Excerpt provided:
● ● ●

In previous posts I referred to hundreds of British American Tobacco (BAT) posters, advertising Rothmans cigarettes, that appeared in the past several years in Addis Ababa, Ethiopia. These posters clearly were posted in many poor parts of Addis Ababa and unquestionably were visible to young people, even though BAT claim that they “do everything possible” to prevent people under 18 from being targeted by their cigarette advertising. Of course, common sense tells us that any form of tobacco advertising that exists in wide open public places IS advertising to all of the many young people, including precious children, who can see the advertisements. So many children and teens were exposed to these Rothmans cigarette posters.
I am pleased to say that pretty much all of these posters have now been pulled down. I have looked everywhere and have seen only one surviving poster, out of the hundreds that were there previously. The removal of these disgusting and illegal posters is due to the effort of Ethiopian authorities, including the Ministry of Health, who are working to fight tobacco issues here in Ethiopia. Indeed, in January this year (2014), Ethiopia ratified the WHO FCTC tobacco treaty, and hopefully are in the process of implementing the rules of this treaty in other ways, but we have already seen the BAT Rothmans posters disappear in the past several months.

● ● ●

Records from a data collection:
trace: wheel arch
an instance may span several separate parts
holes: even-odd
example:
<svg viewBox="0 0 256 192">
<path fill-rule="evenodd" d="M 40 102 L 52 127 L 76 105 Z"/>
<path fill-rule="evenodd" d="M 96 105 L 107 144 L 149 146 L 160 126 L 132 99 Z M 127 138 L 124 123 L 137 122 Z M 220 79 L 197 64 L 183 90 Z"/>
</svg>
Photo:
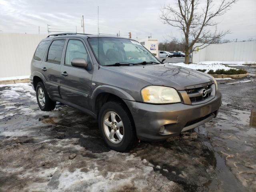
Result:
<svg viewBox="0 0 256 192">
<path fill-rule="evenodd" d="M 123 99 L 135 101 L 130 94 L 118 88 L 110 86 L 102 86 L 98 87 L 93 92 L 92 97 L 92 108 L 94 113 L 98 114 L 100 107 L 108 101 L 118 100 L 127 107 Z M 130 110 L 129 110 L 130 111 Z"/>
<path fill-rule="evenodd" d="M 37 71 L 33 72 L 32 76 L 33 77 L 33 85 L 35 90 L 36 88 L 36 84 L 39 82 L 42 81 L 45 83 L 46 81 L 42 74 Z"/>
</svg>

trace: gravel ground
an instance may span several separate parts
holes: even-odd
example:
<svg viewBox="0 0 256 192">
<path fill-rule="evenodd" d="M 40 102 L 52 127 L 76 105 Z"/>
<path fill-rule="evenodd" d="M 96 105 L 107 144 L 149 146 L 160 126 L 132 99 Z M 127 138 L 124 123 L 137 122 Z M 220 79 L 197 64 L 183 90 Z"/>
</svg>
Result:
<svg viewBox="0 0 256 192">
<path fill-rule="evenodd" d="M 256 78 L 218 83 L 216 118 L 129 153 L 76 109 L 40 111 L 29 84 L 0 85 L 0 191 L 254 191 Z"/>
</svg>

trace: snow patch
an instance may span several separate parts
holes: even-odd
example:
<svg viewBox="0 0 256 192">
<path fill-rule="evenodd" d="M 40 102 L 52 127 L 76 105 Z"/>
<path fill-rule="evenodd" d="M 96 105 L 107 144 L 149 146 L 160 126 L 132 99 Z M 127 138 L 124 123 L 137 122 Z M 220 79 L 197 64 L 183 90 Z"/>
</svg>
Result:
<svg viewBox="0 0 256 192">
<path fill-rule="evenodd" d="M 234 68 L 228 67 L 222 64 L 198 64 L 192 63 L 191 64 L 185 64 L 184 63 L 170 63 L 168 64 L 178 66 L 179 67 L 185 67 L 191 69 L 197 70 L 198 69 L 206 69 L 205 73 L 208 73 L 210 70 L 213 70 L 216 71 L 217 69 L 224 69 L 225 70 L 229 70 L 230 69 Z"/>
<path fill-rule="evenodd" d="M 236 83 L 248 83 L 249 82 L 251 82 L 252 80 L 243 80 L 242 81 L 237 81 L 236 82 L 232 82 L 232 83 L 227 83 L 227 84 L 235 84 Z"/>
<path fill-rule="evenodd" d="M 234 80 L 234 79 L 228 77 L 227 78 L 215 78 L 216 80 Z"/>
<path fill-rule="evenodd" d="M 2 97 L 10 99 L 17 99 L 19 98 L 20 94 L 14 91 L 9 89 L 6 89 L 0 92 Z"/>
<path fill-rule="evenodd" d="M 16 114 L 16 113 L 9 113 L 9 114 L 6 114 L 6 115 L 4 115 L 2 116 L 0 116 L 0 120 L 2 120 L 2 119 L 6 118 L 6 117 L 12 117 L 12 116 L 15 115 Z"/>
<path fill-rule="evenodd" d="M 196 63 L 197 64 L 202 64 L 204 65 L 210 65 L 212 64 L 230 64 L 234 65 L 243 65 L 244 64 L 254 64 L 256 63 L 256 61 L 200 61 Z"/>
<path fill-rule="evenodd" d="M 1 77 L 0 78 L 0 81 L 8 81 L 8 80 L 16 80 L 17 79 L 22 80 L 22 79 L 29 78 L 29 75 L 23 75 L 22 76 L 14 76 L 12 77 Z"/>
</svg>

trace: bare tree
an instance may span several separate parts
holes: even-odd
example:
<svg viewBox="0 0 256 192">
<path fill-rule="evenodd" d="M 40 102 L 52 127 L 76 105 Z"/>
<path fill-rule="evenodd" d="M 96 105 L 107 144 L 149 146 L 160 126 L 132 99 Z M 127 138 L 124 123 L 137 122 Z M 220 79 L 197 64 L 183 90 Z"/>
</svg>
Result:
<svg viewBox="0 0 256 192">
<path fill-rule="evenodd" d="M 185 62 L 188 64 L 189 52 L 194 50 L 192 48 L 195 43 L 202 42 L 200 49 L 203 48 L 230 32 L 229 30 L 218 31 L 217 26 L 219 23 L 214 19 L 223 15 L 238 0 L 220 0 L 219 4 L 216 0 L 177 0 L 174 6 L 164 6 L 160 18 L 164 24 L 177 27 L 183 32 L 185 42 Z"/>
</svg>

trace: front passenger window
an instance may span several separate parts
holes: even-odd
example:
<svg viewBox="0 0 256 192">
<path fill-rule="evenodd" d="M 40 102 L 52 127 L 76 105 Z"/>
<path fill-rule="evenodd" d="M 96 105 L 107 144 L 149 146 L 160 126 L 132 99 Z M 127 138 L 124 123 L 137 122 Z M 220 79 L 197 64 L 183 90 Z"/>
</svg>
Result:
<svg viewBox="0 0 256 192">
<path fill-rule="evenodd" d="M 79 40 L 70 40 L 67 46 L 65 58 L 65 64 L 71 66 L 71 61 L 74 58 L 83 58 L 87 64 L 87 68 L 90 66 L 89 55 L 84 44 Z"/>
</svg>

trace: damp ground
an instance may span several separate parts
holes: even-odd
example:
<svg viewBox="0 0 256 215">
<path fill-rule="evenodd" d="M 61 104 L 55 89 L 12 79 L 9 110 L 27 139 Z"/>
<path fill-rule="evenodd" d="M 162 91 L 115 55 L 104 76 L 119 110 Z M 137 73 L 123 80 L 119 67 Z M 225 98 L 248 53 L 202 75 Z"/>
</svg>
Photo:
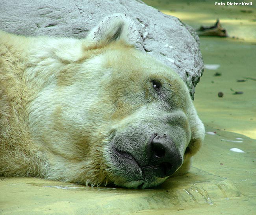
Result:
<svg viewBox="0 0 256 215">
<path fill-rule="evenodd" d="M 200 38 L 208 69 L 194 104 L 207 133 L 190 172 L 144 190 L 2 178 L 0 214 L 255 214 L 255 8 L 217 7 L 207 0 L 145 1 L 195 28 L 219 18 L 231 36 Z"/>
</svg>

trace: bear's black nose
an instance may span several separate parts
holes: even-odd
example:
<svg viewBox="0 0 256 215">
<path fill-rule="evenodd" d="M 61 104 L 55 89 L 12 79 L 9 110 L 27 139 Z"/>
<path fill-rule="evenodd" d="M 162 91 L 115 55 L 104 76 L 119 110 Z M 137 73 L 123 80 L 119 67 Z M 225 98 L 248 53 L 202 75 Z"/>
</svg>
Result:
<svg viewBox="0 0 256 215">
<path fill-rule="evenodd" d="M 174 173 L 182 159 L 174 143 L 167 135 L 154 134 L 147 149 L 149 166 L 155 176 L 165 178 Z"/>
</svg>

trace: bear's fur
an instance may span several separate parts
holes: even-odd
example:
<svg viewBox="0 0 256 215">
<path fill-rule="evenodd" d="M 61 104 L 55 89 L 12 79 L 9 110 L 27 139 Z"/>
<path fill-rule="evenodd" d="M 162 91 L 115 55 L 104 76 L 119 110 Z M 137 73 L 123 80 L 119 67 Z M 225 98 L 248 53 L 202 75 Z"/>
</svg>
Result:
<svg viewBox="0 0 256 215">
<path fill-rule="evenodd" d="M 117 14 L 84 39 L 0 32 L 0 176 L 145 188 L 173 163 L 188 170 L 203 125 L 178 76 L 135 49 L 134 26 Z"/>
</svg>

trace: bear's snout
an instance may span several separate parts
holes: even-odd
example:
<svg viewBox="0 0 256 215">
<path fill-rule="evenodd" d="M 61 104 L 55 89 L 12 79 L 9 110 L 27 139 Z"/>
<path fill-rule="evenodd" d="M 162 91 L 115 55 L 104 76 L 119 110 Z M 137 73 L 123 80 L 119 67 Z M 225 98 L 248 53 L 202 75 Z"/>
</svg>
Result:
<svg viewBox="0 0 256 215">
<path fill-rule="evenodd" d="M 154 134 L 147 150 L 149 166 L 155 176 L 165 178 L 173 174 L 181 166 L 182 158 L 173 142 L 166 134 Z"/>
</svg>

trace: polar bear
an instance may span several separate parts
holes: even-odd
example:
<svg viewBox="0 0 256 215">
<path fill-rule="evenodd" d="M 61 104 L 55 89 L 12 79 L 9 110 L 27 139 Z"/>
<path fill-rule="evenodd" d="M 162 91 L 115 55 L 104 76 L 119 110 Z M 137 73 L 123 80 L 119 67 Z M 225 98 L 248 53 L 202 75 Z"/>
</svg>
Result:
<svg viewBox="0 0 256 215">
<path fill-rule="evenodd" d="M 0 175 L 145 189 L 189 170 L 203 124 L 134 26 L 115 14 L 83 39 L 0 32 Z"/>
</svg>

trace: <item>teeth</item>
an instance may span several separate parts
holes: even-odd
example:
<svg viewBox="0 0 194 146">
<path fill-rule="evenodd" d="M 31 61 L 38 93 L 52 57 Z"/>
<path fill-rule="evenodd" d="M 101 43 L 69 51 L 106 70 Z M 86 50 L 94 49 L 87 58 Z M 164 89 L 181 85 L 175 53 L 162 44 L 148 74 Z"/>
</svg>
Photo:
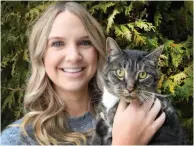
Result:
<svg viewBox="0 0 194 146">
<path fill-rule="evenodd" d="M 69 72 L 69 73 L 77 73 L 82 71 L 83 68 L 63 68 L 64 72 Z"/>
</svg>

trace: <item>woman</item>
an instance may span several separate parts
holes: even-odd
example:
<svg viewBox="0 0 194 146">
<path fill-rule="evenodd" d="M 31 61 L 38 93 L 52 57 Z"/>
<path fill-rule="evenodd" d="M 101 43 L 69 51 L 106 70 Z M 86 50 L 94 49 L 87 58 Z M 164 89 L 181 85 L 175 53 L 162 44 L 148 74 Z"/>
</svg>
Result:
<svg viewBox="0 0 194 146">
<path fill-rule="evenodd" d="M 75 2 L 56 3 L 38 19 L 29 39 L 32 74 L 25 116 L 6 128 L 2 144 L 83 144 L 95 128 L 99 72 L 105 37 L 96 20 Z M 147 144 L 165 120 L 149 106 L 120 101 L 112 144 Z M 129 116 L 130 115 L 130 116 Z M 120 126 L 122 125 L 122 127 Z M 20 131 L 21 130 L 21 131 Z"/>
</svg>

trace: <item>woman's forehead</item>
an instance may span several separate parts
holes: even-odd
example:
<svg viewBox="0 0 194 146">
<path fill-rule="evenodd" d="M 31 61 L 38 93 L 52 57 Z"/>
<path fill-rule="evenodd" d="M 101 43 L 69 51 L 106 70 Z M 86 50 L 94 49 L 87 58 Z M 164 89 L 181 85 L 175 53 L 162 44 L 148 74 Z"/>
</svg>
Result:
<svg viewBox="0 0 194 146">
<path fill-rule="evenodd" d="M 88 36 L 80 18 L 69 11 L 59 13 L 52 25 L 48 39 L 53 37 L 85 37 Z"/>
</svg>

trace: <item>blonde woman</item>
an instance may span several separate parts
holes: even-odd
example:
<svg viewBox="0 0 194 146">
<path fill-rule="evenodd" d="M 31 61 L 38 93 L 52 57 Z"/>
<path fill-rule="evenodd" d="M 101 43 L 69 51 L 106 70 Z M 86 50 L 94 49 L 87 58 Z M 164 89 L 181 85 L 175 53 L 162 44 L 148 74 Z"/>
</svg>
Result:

● ● ●

Task list:
1 - The text about the Rothmans posters in Addis Ababa reports BAT's claim about people under 18. Why does the writer say the posters reached young people anyway? Answer in one to three sentences.
2 - Write what comes next in the text about the Rothmans posters in Addis Ababa, picking up after its last sentence.

Results in order:
1 - The posters were put up in many poor parts of Addis Ababa, where young people could clearly see them. The writer argues that any tobacco advertising in wide open public places is advertising to all the young people, including children, who can see it.

2 -
Still, a week ago I was in a café and a shopping mall in Addis Ababa and I noticed several cigarette waste bins advertising BAT’s Rothmans cigarettes. I believe these have been there for some months and are not new, but I hadn’t seen them before. Presumably, BAT managed to get those manufactured and put into malls, cafes and restaurants, perhaps at the same time the posters were put up.
This shows just to what extent BAT and the tobacco industry generally will go to get their “message” out there into the public domain and advertise tobacco products in as sneaky a way and as extensive a way as they can. I believe that these Rothmans bins are actually illegal, and in any case they contravene WHO FCTC tobacco treaty rules, so I am certain that the bins will soon be removed, as Ethiopia implements the WHO FCTC treaty regulations.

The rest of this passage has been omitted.